# What this task involves
Beginning at the line containing "Practice step: find the banner" and continuing to the end of the records below, give each line again exactly as it stands, and only those lines.

[Collected data entries]

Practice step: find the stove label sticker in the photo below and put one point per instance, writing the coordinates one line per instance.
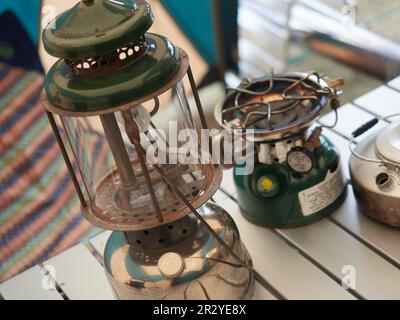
(323, 194)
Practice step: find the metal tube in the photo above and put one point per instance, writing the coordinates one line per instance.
(197, 99)
(118, 149)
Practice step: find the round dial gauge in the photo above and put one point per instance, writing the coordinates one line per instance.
(300, 160)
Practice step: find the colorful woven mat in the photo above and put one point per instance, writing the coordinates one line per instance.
(39, 211)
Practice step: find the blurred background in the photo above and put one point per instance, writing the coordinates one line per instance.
(358, 40)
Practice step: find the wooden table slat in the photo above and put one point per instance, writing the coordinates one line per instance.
(380, 236)
(395, 83)
(335, 249)
(282, 266)
(350, 119)
(80, 275)
(383, 101)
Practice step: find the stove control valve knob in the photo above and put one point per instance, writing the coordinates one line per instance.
(268, 186)
(171, 265)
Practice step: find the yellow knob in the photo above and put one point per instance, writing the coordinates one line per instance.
(266, 184)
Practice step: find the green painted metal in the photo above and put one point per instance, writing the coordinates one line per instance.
(97, 28)
(283, 209)
(116, 87)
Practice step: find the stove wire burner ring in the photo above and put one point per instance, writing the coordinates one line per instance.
(257, 112)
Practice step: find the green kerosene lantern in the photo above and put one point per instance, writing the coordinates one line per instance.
(168, 242)
(297, 175)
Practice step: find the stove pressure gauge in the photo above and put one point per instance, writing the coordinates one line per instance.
(300, 160)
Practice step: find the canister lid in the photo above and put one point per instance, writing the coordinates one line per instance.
(388, 143)
(96, 27)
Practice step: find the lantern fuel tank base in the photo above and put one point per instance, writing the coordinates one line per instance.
(180, 260)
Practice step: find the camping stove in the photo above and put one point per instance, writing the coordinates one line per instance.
(297, 175)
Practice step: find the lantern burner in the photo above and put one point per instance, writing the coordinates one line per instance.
(110, 211)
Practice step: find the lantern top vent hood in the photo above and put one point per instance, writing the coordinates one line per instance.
(108, 61)
(96, 27)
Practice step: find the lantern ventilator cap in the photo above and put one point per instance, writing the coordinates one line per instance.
(97, 27)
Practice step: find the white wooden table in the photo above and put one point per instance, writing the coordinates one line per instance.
(303, 263)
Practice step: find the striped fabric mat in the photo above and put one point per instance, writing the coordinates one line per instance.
(39, 210)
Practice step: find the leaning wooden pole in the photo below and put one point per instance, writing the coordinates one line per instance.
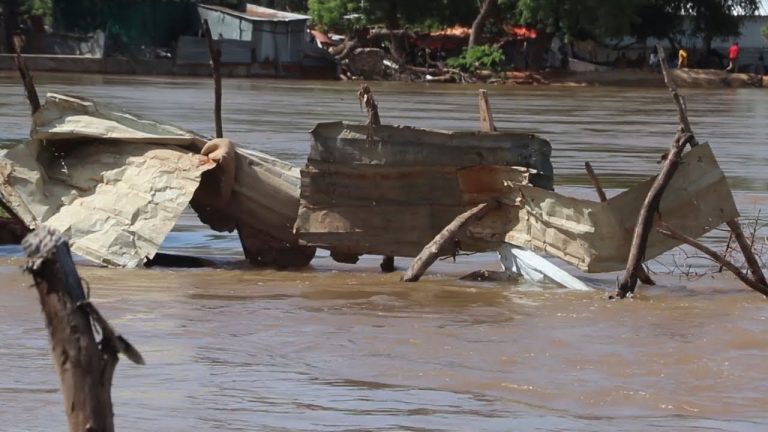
(26, 76)
(215, 52)
(85, 365)
(431, 251)
(642, 275)
(653, 199)
(746, 250)
(647, 214)
(486, 115)
(367, 101)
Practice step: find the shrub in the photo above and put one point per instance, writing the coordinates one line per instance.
(478, 57)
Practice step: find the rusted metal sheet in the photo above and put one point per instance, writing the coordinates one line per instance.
(390, 189)
(117, 183)
(596, 237)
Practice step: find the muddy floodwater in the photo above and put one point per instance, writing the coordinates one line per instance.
(339, 347)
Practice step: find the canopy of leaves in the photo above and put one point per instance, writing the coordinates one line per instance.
(640, 18)
(479, 57)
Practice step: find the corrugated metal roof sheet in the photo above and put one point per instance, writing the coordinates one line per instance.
(257, 13)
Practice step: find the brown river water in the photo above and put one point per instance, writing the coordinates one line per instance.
(337, 347)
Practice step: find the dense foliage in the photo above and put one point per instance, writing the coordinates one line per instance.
(479, 57)
(639, 18)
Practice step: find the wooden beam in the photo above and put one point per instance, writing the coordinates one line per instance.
(682, 109)
(642, 275)
(746, 249)
(486, 115)
(215, 53)
(431, 251)
(85, 366)
(647, 212)
(26, 76)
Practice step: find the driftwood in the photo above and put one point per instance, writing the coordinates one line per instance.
(746, 250)
(642, 274)
(432, 250)
(595, 182)
(668, 231)
(650, 206)
(652, 200)
(85, 365)
(26, 77)
(647, 213)
(365, 97)
(215, 53)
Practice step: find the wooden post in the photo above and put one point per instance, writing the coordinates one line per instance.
(651, 204)
(365, 97)
(746, 249)
(486, 115)
(85, 366)
(647, 212)
(642, 275)
(429, 254)
(215, 53)
(26, 77)
(682, 110)
(595, 182)
(759, 286)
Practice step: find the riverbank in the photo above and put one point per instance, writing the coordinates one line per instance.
(690, 78)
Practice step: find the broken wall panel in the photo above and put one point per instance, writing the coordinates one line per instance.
(596, 237)
(391, 192)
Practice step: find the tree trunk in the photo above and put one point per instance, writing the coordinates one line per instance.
(479, 24)
(85, 365)
(431, 251)
(392, 18)
(11, 18)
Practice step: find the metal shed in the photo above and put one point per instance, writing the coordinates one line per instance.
(275, 36)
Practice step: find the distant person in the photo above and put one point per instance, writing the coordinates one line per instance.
(563, 51)
(621, 61)
(653, 61)
(682, 58)
(733, 58)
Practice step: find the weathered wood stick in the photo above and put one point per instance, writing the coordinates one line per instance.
(215, 53)
(387, 264)
(746, 249)
(682, 110)
(85, 366)
(647, 211)
(429, 254)
(365, 97)
(727, 249)
(26, 77)
(595, 182)
(642, 275)
(677, 235)
(486, 115)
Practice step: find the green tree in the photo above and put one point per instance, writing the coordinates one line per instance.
(714, 18)
(580, 18)
(330, 14)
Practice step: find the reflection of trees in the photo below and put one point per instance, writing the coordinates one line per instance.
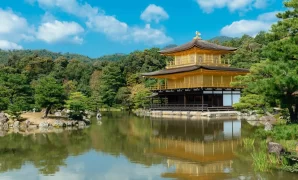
(124, 135)
(46, 151)
(119, 134)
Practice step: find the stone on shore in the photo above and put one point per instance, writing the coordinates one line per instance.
(58, 124)
(81, 124)
(3, 118)
(275, 148)
(16, 124)
(5, 126)
(268, 126)
(69, 124)
(268, 118)
(44, 125)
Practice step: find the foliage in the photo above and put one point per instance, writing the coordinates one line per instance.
(123, 98)
(249, 52)
(13, 90)
(276, 78)
(48, 93)
(140, 95)
(77, 104)
(248, 143)
(111, 80)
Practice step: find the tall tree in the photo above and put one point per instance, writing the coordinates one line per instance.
(277, 78)
(112, 80)
(77, 104)
(48, 93)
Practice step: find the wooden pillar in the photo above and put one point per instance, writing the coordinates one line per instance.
(202, 99)
(212, 98)
(184, 99)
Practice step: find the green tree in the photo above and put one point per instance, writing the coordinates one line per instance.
(112, 80)
(48, 92)
(140, 95)
(77, 104)
(123, 98)
(14, 90)
(277, 78)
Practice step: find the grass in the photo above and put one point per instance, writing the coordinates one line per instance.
(248, 143)
(262, 161)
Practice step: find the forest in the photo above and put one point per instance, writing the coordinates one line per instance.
(41, 79)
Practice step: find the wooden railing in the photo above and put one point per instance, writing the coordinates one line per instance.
(189, 85)
(189, 107)
(173, 64)
(180, 107)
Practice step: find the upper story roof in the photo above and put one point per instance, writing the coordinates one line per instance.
(193, 68)
(198, 43)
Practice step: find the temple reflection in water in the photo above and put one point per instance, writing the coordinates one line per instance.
(196, 149)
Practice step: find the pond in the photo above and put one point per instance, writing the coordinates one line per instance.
(123, 146)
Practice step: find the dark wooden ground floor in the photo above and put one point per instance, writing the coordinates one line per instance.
(191, 99)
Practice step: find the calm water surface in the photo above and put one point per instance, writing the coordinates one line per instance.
(129, 147)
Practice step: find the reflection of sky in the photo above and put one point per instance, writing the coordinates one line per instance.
(91, 165)
(232, 128)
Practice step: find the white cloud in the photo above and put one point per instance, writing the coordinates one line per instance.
(154, 13)
(268, 17)
(7, 45)
(48, 17)
(69, 6)
(150, 36)
(13, 27)
(260, 4)
(208, 6)
(56, 31)
(97, 20)
(249, 27)
(108, 25)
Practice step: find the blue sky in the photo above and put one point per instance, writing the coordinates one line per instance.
(100, 27)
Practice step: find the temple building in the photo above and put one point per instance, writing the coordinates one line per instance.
(198, 77)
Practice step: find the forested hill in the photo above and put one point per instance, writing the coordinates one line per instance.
(4, 55)
(221, 39)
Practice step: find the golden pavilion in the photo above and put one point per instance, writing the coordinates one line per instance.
(197, 79)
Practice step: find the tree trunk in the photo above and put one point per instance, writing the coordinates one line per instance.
(47, 111)
(293, 114)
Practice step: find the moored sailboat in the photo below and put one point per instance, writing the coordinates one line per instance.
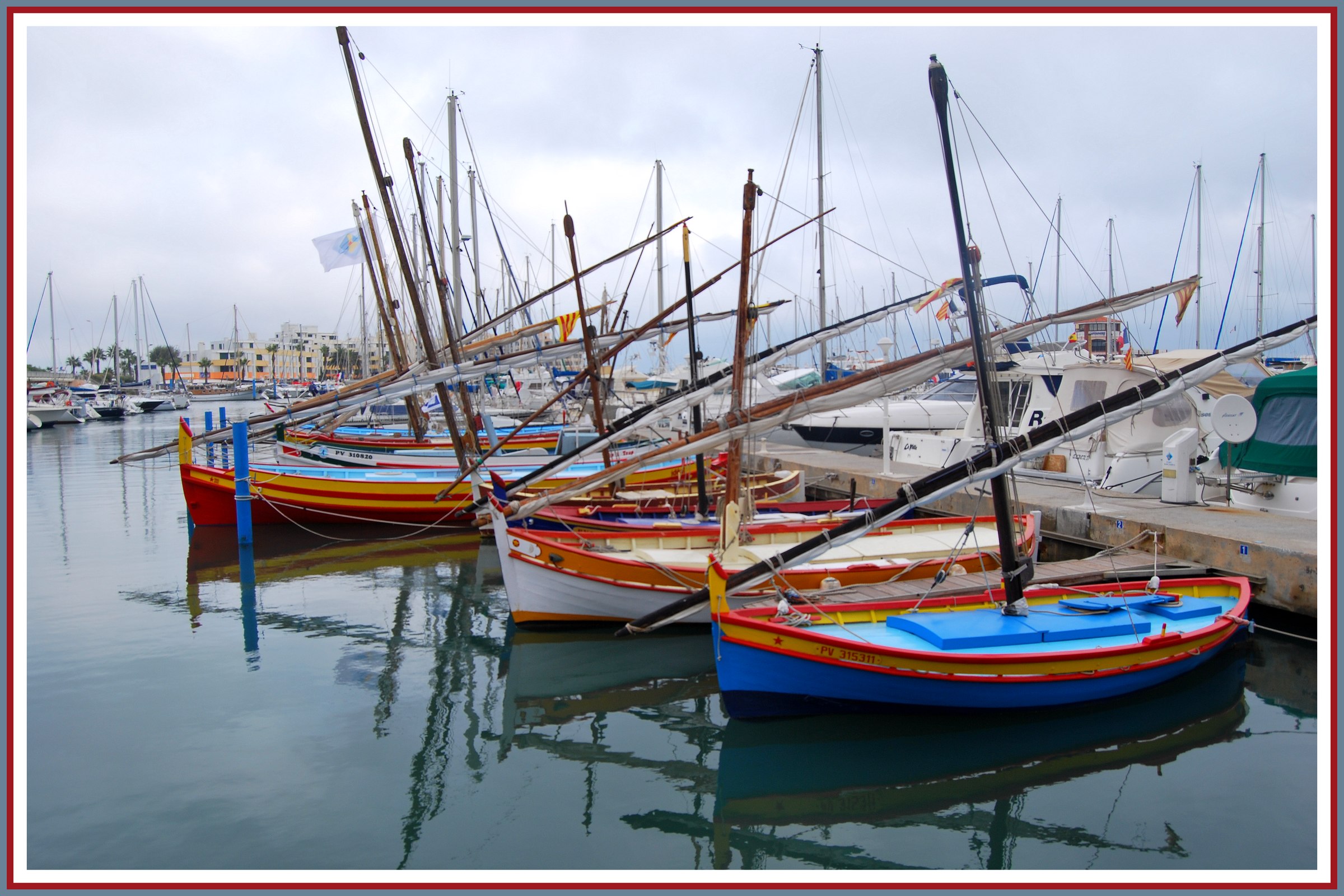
(1010, 647)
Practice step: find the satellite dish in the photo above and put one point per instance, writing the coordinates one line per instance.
(1234, 418)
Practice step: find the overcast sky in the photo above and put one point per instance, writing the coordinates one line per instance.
(206, 156)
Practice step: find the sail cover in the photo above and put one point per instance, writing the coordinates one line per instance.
(1285, 429)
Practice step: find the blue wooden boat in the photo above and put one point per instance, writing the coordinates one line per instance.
(965, 654)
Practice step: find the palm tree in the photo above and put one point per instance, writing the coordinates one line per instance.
(131, 365)
(272, 348)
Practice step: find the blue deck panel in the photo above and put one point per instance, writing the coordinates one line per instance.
(756, 682)
(1187, 609)
(1058, 624)
(1128, 629)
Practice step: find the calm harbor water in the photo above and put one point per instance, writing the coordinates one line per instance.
(366, 704)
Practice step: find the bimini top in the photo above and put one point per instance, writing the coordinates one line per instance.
(1285, 429)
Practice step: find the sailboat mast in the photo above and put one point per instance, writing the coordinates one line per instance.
(1314, 262)
(239, 372)
(385, 183)
(1260, 265)
(135, 314)
(116, 342)
(455, 223)
(657, 214)
(1200, 242)
(702, 497)
(822, 225)
(1060, 225)
(595, 368)
(363, 328)
(52, 316)
(733, 474)
(1015, 573)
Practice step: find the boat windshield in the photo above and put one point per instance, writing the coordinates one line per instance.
(952, 391)
(803, 381)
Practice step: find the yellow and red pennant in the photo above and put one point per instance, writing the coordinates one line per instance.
(942, 288)
(566, 323)
(1183, 300)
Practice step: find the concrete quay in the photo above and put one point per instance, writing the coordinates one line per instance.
(1278, 554)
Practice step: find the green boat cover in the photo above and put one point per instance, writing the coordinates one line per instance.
(1285, 430)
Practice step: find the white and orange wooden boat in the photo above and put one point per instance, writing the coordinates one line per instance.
(308, 494)
(599, 577)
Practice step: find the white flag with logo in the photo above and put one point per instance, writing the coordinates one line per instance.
(340, 249)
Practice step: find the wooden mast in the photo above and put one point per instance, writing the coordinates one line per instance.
(413, 413)
(1016, 573)
(595, 368)
(385, 184)
(702, 507)
(733, 480)
(449, 320)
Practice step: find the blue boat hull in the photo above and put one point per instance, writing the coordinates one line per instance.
(750, 682)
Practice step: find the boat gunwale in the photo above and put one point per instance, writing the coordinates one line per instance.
(1178, 644)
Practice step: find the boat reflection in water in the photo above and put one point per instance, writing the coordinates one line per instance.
(556, 678)
(935, 770)
(213, 554)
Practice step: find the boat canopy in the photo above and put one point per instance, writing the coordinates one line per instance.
(1285, 429)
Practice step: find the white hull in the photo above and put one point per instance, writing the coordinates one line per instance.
(536, 591)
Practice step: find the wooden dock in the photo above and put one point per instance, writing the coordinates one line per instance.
(1123, 566)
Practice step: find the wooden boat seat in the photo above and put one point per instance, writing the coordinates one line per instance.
(972, 629)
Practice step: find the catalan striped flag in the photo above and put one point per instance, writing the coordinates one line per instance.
(932, 297)
(1183, 300)
(566, 323)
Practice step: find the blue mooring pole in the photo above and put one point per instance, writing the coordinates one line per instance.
(242, 492)
(210, 446)
(248, 594)
(223, 422)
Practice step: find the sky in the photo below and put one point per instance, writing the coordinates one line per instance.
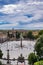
(21, 14)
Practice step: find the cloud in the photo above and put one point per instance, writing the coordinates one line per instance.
(22, 15)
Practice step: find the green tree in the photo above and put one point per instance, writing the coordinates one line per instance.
(0, 63)
(17, 35)
(39, 46)
(40, 32)
(32, 58)
(1, 54)
(38, 63)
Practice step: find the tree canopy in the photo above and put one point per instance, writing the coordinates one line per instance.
(39, 46)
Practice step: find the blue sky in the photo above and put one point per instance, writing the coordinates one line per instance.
(21, 14)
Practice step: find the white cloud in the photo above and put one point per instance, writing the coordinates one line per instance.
(16, 13)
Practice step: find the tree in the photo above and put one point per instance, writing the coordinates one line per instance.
(32, 58)
(39, 46)
(0, 63)
(30, 35)
(1, 54)
(40, 32)
(17, 35)
(38, 63)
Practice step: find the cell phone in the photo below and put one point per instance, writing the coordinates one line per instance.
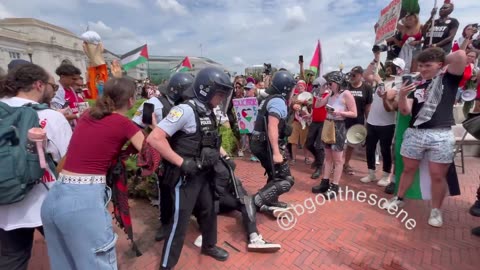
(408, 79)
(148, 109)
(329, 108)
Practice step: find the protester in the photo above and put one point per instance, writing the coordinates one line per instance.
(194, 138)
(77, 223)
(444, 30)
(363, 94)
(300, 123)
(25, 84)
(431, 105)
(66, 97)
(381, 123)
(343, 104)
(314, 137)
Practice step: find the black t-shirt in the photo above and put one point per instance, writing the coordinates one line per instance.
(440, 32)
(443, 116)
(363, 97)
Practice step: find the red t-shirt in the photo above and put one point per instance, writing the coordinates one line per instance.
(319, 114)
(96, 143)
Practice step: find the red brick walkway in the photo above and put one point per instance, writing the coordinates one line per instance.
(337, 235)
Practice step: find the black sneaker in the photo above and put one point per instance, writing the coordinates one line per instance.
(317, 173)
(390, 189)
(322, 187)
(331, 192)
(475, 209)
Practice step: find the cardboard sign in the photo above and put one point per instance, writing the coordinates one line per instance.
(246, 110)
(387, 24)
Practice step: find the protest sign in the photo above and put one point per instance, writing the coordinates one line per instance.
(387, 24)
(246, 110)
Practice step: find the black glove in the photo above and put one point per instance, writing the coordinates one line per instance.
(189, 166)
(231, 163)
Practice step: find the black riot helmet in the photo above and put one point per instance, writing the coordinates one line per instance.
(282, 84)
(178, 83)
(210, 81)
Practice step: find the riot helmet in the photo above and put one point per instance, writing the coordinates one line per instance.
(178, 83)
(282, 84)
(209, 82)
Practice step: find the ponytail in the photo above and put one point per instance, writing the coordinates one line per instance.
(103, 107)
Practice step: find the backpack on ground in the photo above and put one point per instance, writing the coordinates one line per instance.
(19, 161)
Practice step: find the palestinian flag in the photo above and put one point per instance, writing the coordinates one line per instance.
(421, 186)
(134, 58)
(315, 64)
(184, 66)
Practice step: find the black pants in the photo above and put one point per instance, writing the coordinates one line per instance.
(384, 134)
(314, 143)
(165, 204)
(16, 248)
(190, 192)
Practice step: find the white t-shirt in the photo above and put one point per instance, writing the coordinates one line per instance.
(26, 213)
(378, 116)
(158, 110)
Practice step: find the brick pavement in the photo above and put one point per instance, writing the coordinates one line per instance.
(337, 235)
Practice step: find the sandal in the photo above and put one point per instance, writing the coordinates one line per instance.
(308, 161)
(348, 170)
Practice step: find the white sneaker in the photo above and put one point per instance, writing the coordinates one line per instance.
(369, 178)
(435, 219)
(258, 244)
(384, 181)
(393, 201)
(198, 241)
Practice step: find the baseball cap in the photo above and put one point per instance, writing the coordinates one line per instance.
(357, 69)
(399, 63)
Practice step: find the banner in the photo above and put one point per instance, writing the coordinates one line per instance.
(246, 110)
(387, 24)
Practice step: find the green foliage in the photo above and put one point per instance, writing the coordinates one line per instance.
(229, 141)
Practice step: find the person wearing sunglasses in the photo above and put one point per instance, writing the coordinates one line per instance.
(444, 29)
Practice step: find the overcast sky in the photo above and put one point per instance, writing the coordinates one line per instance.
(236, 33)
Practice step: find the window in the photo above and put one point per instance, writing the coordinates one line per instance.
(14, 55)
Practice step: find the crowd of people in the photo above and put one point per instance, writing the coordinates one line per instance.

# Exercise response
Practice step: find the banner in the photo above and put one point per instance, writing the coordinates one line per instance.
(246, 110)
(387, 24)
Practice step: find the green foliage in the photo above and put one point per instance, writing the coordinates one line per instance.
(229, 141)
Practice step: find the person wearing sunglasses in the photo above and put one point per instance, writing the coordinates one line per instance.
(444, 29)
Practice step: find the overcast sky in the photo above and put one point per instance, writing the coordinates one line per instance.
(236, 33)
Practice step: find the window in the photo above and put one point per instance, writing the coordinates one line per instance.
(14, 55)
Practice step: find the crowd of people in the photo above and put one point per instance, writing the coordinates one line per instance.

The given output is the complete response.